### What you will do:
Reproduce exactly the lines beginning with the line that contains "Given the sports footage frame above, pinpoint the fish dorsal" and ending at the final line of the material below.

(Items listed in a dataset)
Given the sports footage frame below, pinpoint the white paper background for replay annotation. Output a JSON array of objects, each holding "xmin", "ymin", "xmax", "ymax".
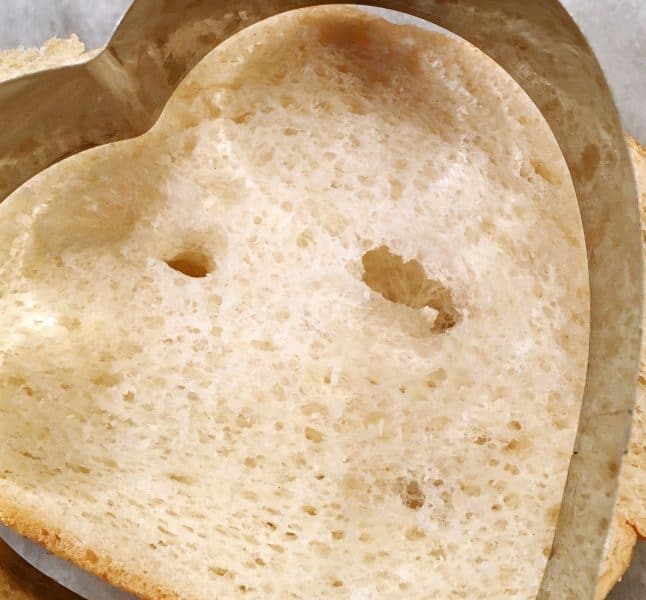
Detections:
[{"xmin": 0, "ymin": 0, "xmax": 646, "ymax": 600}]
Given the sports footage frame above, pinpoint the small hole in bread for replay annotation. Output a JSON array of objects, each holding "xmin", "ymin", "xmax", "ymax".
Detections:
[
  {"xmin": 165, "ymin": 250, "xmax": 215, "ymax": 278},
  {"xmin": 362, "ymin": 246, "xmax": 460, "ymax": 333}
]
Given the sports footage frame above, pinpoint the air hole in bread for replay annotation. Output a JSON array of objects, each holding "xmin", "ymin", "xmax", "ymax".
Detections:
[
  {"xmin": 164, "ymin": 250, "xmax": 215, "ymax": 279},
  {"xmin": 362, "ymin": 246, "xmax": 460, "ymax": 333},
  {"xmin": 399, "ymin": 479, "xmax": 426, "ymax": 510}
]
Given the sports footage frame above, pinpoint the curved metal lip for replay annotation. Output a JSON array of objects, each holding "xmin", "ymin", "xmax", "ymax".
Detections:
[{"xmin": 0, "ymin": 0, "xmax": 642, "ymax": 599}]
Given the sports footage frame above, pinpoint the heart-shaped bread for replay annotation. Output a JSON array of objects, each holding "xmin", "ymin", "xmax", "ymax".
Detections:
[{"xmin": 0, "ymin": 8, "xmax": 588, "ymax": 599}]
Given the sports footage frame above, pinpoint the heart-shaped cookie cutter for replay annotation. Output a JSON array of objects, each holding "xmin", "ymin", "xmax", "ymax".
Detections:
[{"xmin": 0, "ymin": 0, "xmax": 642, "ymax": 600}]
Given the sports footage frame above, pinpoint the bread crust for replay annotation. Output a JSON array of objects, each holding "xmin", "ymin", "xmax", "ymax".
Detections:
[{"xmin": 0, "ymin": 5, "xmax": 632, "ymax": 600}]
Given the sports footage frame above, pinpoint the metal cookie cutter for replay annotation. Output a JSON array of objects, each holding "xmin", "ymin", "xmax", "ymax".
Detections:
[{"xmin": 0, "ymin": 0, "xmax": 642, "ymax": 600}]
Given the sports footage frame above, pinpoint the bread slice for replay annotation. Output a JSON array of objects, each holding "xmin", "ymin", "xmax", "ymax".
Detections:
[
  {"xmin": 597, "ymin": 139, "xmax": 646, "ymax": 598},
  {"xmin": 0, "ymin": 8, "xmax": 588, "ymax": 599}
]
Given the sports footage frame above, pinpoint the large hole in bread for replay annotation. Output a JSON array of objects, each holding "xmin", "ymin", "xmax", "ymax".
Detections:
[
  {"xmin": 165, "ymin": 250, "xmax": 215, "ymax": 278},
  {"xmin": 363, "ymin": 246, "xmax": 460, "ymax": 333}
]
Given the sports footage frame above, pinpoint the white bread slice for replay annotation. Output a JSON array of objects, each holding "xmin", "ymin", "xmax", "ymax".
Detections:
[
  {"xmin": 0, "ymin": 8, "xmax": 588, "ymax": 599},
  {"xmin": 597, "ymin": 139, "xmax": 646, "ymax": 598}
]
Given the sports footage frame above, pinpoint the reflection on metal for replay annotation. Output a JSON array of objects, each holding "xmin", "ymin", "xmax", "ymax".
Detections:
[{"xmin": 0, "ymin": 0, "xmax": 642, "ymax": 600}]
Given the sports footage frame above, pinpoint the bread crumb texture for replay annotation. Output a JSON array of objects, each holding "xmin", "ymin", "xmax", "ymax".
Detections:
[
  {"xmin": 0, "ymin": 8, "xmax": 589, "ymax": 599},
  {"xmin": 597, "ymin": 140, "xmax": 646, "ymax": 598}
]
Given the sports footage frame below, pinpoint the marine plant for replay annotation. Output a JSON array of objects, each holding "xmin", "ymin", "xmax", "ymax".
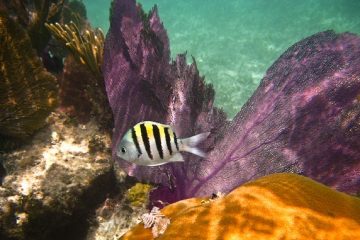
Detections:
[
  {"xmin": 0, "ymin": 0, "xmax": 65, "ymax": 55},
  {"xmin": 45, "ymin": 22, "xmax": 104, "ymax": 78},
  {"xmin": 46, "ymin": 22, "xmax": 112, "ymax": 129},
  {"xmin": 0, "ymin": 13, "xmax": 57, "ymax": 149},
  {"xmin": 103, "ymin": 0, "xmax": 360, "ymax": 205}
]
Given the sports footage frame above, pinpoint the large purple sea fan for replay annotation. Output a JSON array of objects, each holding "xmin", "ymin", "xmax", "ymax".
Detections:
[
  {"xmin": 103, "ymin": 0, "xmax": 360, "ymax": 202},
  {"xmin": 103, "ymin": 0, "xmax": 226, "ymax": 194}
]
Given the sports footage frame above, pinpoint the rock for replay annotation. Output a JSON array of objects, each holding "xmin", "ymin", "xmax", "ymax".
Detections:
[
  {"xmin": 120, "ymin": 173, "xmax": 360, "ymax": 240},
  {"xmin": 0, "ymin": 113, "xmax": 116, "ymax": 239}
]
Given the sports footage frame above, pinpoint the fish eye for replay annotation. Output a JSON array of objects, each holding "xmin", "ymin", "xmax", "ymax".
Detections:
[{"xmin": 121, "ymin": 147, "xmax": 126, "ymax": 153}]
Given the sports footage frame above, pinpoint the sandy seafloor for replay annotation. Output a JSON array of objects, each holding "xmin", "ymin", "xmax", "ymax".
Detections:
[{"xmin": 83, "ymin": 0, "xmax": 360, "ymax": 118}]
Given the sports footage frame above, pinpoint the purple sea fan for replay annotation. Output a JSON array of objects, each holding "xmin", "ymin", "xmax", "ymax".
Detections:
[
  {"xmin": 103, "ymin": 0, "xmax": 226, "ymax": 200},
  {"xmin": 103, "ymin": 0, "xmax": 360, "ymax": 202}
]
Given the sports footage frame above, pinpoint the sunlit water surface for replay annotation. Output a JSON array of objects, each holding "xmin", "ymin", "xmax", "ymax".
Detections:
[{"xmin": 84, "ymin": 0, "xmax": 360, "ymax": 118}]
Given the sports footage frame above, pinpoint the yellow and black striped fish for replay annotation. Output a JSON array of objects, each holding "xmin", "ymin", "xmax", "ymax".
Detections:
[{"xmin": 116, "ymin": 121, "xmax": 210, "ymax": 166}]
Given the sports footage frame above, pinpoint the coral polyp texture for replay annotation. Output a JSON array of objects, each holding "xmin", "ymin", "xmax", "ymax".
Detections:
[
  {"xmin": 120, "ymin": 173, "xmax": 360, "ymax": 240},
  {"xmin": 103, "ymin": 0, "xmax": 226, "ymax": 201},
  {"xmin": 103, "ymin": 0, "xmax": 360, "ymax": 205},
  {"xmin": 0, "ymin": 13, "xmax": 57, "ymax": 148}
]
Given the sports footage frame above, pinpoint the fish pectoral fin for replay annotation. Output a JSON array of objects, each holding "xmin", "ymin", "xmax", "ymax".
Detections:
[{"xmin": 169, "ymin": 153, "xmax": 184, "ymax": 162}]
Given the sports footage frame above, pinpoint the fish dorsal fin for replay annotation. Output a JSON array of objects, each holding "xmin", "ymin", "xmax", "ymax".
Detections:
[{"xmin": 169, "ymin": 153, "xmax": 184, "ymax": 162}]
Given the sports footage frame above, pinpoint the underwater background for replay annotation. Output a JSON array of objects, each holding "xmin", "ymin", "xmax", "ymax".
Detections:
[
  {"xmin": 83, "ymin": 0, "xmax": 360, "ymax": 118},
  {"xmin": 0, "ymin": 0, "xmax": 360, "ymax": 240}
]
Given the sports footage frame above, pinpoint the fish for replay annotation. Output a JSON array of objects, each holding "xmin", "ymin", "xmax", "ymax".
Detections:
[{"xmin": 116, "ymin": 121, "xmax": 210, "ymax": 166}]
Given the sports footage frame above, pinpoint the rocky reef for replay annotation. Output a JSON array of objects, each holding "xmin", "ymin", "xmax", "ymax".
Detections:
[
  {"xmin": 103, "ymin": 0, "xmax": 360, "ymax": 205},
  {"xmin": 120, "ymin": 173, "xmax": 360, "ymax": 240},
  {"xmin": 0, "ymin": 0, "xmax": 360, "ymax": 240},
  {"xmin": 0, "ymin": 113, "xmax": 116, "ymax": 239}
]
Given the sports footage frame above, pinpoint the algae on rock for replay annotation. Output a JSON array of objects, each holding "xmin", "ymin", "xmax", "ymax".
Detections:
[{"xmin": 0, "ymin": 13, "xmax": 57, "ymax": 148}]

### Exercise response:
Given the sports footage frame above, pinpoint the fish dorsal fin for replay annotation. Output a JSON array of objects, each holding "xmin", "ymin", "xmax", "ymax".
Detections:
[{"xmin": 169, "ymin": 153, "xmax": 184, "ymax": 162}]
Given the sports footage frame above, pinpoint the underwater background for replay annotation. Output a JSON array of objects, each holding "xmin", "ymin", "xmax", "ymax".
Detections:
[
  {"xmin": 83, "ymin": 0, "xmax": 360, "ymax": 118},
  {"xmin": 0, "ymin": 0, "xmax": 360, "ymax": 240}
]
Given the sports footage frame above, pinpoint the fish for replay annotation. Output a JSON array of objects, each holding "xmin", "ymin", "xmax", "ymax".
Detections:
[{"xmin": 116, "ymin": 121, "xmax": 210, "ymax": 166}]
Given the sports footage frame above, pinpoint the rocky reef for replay annotation. Output a JSON array of objects, each holding "xmin", "ymin", "xmax", "ymax".
Detections:
[
  {"xmin": 103, "ymin": 0, "xmax": 360, "ymax": 205},
  {"xmin": 120, "ymin": 173, "xmax": 360, "ymax": 240},
  {"xmin": 0, "ymin": 0, "xmax": 360, "ymax": 240},
  {"xmin": 0, "ymin": 113, "xmax": 116, "ymax": 239}
]
Given the sports footage frame above, pinpoint the algae on rock for replay annotation. Output a JSON array of objects, each holding "xmin", "ymin", "xmax", "ymax".
Detections:
[{"xmin": 0, "ymin": 13, "xmax": 57, "ymax": 148}]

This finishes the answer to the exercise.